Edit the listing so that every "Point per instance" becomes "One point for each instance", and leave all other lines unchanged.

[Start of Provided records]

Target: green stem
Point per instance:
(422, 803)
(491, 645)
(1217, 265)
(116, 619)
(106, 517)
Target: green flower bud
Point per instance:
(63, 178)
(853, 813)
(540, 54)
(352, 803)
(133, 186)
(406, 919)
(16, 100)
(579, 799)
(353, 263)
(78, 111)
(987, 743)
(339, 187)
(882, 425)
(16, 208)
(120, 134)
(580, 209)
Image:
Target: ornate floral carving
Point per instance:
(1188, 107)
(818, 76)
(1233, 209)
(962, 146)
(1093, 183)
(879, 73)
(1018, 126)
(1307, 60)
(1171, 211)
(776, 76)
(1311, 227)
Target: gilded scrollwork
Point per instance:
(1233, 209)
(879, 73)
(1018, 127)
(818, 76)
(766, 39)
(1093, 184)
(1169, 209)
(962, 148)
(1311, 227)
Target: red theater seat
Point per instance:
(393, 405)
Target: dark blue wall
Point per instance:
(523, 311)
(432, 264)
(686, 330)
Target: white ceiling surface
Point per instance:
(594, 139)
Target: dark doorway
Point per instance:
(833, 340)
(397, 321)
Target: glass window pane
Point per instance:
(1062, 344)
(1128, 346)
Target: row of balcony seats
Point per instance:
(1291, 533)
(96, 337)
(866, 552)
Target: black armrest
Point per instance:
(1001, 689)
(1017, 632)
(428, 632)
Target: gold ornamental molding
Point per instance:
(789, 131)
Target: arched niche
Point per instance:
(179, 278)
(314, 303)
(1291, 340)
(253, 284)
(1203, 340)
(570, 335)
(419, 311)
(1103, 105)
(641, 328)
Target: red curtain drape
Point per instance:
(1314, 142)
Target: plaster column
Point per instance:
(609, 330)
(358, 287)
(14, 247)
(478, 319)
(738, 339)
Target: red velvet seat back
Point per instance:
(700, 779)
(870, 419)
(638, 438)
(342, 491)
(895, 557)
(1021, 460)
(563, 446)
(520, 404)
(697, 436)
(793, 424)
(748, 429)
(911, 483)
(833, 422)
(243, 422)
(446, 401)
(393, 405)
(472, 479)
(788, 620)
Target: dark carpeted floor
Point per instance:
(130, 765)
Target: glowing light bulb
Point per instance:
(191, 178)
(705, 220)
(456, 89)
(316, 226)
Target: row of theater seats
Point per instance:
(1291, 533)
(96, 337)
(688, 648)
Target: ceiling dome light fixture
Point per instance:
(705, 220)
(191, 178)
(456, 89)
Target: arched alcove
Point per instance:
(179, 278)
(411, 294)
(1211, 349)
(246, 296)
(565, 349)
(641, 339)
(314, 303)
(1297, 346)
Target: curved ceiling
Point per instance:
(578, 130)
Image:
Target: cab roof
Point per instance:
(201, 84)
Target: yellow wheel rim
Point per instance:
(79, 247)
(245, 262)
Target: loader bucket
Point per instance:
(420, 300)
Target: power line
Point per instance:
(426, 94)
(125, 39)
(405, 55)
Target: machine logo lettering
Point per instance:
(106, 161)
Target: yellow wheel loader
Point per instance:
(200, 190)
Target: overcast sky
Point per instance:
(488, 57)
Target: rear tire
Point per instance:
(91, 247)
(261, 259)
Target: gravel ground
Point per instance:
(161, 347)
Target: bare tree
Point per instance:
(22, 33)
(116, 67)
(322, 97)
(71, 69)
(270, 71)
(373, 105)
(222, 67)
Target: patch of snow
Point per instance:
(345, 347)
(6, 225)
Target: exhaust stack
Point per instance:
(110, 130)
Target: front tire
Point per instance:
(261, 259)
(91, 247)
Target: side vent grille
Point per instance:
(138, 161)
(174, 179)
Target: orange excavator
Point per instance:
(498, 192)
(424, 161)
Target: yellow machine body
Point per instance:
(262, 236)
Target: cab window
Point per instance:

[End of Provided records]

**Result of the task:**
Target: green stem
One point for each instance:
(422, 803)
(491, 645)
(1217, 265)
(116, 619)
(106, 517)
Target: green flower bud
One point for each instance:
(63, 178)
(853, 813)
(540, 54)
(352, 803)
(133, 186)
(406, 919)
(16, 100)
(579, 799)
(353, 263)
(78, 111)
(987, 743)
(339, 187)
(882, 425)
(16, 208)
(120, 134)
(580, 209)
Image:
Target: ornate floral carving
One point for each instance:
(1188, 107)
(818, 76)
(1233, 209)
(962, 146)
(1093, 183)
(879, 73)
(1018, 126)
(1307, 60)
(1171, 211)
(776, 76)
(1311, 227)
Target: gilded scrollwork
One point for each instance:
(1233, 209)
(879, 73)
(1018, 127)
(818, 76)
(766, 39)
(1093, 184)
(1169, 209)
(962, 148)
(1311, 227)
Target: red theater seat
One point for each instance:
(393, 405)
Target: dark blue wall
One point for each instance:
(523, 311)
(432, 264)
(686, 330)
Target: white ceiling surface
One point for each instance:
(594, 139)
Target: dark doorway
One point for each instance:
(833, 340)
(397, 321)
Target: glass window pane
One point for each instance:
(1062, 344)
(1128, 346)
Target: row of balcony seats
One point for each instance:
(1291, 533)
(96, 337)
(866, 552)
Target: black armrest
One point for each instance:
(1001, 689)
(1017, 632)
(428, 632)
Target: gold ornamental molding
One point for each instance:
(789, 131)
Target: arched niche
One point for each instance:
(179, 278)
(314, 303)
(1291, 340)
(253, 284)
(1203, 340)
(570, 335)
(419, 311)
(1103, 105)
(641, 328)
Target: red curtain drape
One point for each instance:
(1314, 142)
Target: plaster column
One point for each instance:
(609, 330)
(358, 287)
(14, 247)
(478, 319)
(738, 339)
Target: red velvet seat back
One point for each instance:
(700, 779)
(870, 419)
(638, 438)
(342, 491)
(895, 557)
(1021, 460)
(563, 446)
(520, 404)
(697, 436)
(793, 424)
(748, 429)
(911, 483)
(833, 422)
(243, 422)
(446, 401)
(393, 405)
(472, 479)
(788, 620)
Target: dark carpeted floor
One point for each instance:
(130, 765)
Target: glowing light bulb
One point for each instance:
(191, 178)
(705, 220)
(456, 89)
(316, 226)
Target: row of theater seats
One point for each instance:
(1291, 533)
(96, 337)
(688, 648)
Target: ceiling dome light fixture
One point for each instance:
(705, 220)
(191, 178)
(456, 89)
Target: arched alcove
One point for each instance:
(179, 278)
(411, 294)
(1211, 349)
(246, 296)
(565, 349)
(641, 339)
(314, 303)
(1297, 346)
Target: curved ceiling
One point for each instance:
(578, 130)
Image:
Target: cab roof
One point for each instance:
(201, 84)
Target: yellow wheel rim
One point for each instance:
(79, 247)
(245, 262)
Target: loader bucket
One point for each instance:
(420, 300)
Target: power line
One point for each instance:
(426, 94)
(125, 39)
(405, 55)
Target: machine logo lettering
One point for each instance:
(106, 161)
Target: yellow wheel loader
One point for each instance:
(200, 190)
Target: overcast sky
One point for each instance:
(488, 57)
Target: rear tire
One point for each instance:
(91, 247)
(261, 259)
Target: gravel ground
One point for each instance:
(161, 347)
Target: bare tree
One point for each instance:
(22, 33)
(116, 67)
(322, 97)
(71, 69)
(270, 71)
(373, 105)
(222, 67)
Target: patch of snow
One point for each instance:
(345, 347)
(6, 225)
Target: exhaust stack
One point for each instance:
(110, 130)
Target: front tire
One point for each instance:
(261, 259)
(91, 247)
Target: side vent grille
One point for each instance:
(138, 161)
(174, 179)
Target: orange excavator
One point for each instance:
(498, 192)
(424, 161)
Target: yellow machine body
One point for each instance:
(262, 236)
Target: cab window
One point for each instance:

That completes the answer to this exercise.